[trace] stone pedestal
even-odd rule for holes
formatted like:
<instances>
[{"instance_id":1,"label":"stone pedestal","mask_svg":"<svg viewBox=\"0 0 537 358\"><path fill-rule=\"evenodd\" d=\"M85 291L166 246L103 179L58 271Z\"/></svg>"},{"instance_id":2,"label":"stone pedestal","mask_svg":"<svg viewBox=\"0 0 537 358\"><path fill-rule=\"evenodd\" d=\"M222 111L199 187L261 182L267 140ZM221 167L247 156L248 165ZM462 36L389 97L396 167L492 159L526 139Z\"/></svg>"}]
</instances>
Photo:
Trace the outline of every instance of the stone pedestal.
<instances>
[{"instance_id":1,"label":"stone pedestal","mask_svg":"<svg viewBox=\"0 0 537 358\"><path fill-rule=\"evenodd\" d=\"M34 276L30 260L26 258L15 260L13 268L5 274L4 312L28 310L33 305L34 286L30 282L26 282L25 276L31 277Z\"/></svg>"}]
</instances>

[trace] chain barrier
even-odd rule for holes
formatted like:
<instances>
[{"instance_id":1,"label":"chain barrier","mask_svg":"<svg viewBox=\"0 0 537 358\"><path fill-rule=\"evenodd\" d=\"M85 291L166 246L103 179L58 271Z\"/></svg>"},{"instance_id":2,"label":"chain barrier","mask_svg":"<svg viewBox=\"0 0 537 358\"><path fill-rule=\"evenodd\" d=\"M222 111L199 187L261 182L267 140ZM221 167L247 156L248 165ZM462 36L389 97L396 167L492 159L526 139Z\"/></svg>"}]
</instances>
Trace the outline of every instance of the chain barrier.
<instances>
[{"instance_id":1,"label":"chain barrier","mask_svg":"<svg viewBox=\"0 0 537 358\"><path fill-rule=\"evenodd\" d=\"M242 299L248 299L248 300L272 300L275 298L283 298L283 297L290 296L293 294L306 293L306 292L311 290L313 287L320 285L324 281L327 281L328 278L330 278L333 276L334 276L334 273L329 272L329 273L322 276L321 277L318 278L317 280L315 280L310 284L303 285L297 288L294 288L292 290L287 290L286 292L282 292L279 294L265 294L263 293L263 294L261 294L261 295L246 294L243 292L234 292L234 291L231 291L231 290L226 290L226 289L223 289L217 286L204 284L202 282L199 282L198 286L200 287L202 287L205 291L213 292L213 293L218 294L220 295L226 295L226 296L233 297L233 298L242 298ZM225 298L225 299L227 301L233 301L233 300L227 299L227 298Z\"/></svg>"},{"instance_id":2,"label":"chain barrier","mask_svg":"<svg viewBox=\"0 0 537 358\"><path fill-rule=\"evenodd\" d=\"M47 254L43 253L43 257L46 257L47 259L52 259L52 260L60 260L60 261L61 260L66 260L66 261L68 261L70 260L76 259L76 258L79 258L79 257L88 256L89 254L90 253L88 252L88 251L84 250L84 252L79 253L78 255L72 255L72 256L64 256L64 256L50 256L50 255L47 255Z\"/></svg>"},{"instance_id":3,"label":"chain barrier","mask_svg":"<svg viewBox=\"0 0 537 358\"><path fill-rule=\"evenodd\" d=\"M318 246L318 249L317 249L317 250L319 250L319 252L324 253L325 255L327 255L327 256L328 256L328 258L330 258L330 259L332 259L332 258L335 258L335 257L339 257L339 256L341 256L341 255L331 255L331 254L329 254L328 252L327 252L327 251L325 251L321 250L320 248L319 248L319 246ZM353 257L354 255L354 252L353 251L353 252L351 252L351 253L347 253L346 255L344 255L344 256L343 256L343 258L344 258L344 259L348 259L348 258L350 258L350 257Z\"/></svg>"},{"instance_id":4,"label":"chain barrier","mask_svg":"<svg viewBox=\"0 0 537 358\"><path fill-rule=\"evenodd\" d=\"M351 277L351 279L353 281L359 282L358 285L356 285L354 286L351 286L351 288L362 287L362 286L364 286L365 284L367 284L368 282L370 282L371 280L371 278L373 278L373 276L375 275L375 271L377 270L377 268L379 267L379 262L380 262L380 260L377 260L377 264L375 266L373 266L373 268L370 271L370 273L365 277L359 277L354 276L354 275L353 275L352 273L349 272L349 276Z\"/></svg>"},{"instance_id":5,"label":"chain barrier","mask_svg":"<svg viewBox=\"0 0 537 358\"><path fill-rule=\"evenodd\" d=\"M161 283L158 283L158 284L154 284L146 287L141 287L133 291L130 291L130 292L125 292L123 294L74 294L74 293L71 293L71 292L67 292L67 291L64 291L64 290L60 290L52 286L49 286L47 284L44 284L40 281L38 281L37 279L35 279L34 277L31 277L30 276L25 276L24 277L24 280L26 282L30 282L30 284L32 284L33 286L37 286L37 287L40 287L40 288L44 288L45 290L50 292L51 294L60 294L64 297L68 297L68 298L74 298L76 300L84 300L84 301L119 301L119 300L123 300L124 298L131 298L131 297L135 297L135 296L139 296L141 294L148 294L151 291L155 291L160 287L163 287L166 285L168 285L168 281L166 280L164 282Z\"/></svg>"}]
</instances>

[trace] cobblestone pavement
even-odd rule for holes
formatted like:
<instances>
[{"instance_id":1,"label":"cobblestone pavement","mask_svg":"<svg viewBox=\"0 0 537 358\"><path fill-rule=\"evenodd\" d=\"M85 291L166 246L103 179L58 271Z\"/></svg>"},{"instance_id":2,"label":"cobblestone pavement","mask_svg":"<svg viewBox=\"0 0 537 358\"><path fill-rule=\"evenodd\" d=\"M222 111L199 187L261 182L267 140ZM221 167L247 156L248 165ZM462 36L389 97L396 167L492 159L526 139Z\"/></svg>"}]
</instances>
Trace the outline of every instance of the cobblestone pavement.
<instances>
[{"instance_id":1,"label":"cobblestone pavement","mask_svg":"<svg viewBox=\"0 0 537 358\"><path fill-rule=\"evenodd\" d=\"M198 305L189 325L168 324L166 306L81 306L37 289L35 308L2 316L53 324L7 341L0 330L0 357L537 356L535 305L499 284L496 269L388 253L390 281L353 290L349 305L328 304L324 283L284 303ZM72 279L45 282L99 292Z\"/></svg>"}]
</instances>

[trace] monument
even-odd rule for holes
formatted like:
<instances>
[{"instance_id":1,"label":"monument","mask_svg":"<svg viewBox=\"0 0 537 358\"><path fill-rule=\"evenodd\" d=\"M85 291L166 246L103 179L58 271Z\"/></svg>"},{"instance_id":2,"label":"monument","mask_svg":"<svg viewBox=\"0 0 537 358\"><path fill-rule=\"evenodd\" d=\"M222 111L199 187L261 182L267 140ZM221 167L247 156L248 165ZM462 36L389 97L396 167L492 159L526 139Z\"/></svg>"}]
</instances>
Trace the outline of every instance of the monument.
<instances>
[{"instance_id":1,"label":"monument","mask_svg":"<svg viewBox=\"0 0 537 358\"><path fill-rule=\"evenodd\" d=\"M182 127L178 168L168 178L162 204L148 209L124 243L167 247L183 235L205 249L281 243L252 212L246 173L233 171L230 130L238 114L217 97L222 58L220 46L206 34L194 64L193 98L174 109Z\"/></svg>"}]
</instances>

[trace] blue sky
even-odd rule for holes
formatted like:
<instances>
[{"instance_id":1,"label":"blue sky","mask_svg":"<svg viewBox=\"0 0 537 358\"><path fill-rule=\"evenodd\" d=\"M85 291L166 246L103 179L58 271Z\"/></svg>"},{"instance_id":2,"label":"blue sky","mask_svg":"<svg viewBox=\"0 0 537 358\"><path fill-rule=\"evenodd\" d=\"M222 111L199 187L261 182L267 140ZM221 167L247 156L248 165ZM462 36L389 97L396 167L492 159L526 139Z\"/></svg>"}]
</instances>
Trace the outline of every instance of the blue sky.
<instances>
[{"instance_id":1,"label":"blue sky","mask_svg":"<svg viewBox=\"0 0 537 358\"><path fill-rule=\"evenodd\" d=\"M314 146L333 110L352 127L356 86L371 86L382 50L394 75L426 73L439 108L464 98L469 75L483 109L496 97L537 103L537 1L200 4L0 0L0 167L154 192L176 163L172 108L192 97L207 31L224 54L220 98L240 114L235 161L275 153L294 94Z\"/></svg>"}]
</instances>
● ● ● ● ● ● ●
- _Task brief_
From the lines above, keep only those that contain the word "cobblestone", matching case exactly, and copy each one out in full.

- _Problem solution_
[trace] cobblestone pavement
[{"instance_id":1,"label":"cobblestone pavement","mask_svg":"<svg viewBox=\"0 0 537 358\"><path fill-rule=\"evenodd\" d=\"M85 291L166 246L103 179L58 271Z\"/></svg>"},{"instance_id":2,"label":"cobblestone pavement","mask_svg":"<svg viewBox=\"0 0 537 358\"><path fill-rule=\"evenodd\" d=\"M222 111L199 187L261 182L267 140ZM221 167L247 156L248 165ZM462 36L389 97L396 167L492 159L526 139Z\"/></svg>"}]
Trace the outline of every instance of the cobblestone pavement.
[{"instance_id":1,"label":"cobblestone pavement","mask_svg":"<svg viewBox=\"0 0 537 358\"><path fill-rule=\"evenodd\" d=\"M198 305L189 325L168 324L166 306L81 306L37 289L35 308L2 316L53 324L7 341L0 330L0 357L537 356L535 305L499 284L496 269L388 253L390 281L353 290L349 305L328 304L324 283L284 303ZM72 279L45 282L99 292Z\"/></svg>"}]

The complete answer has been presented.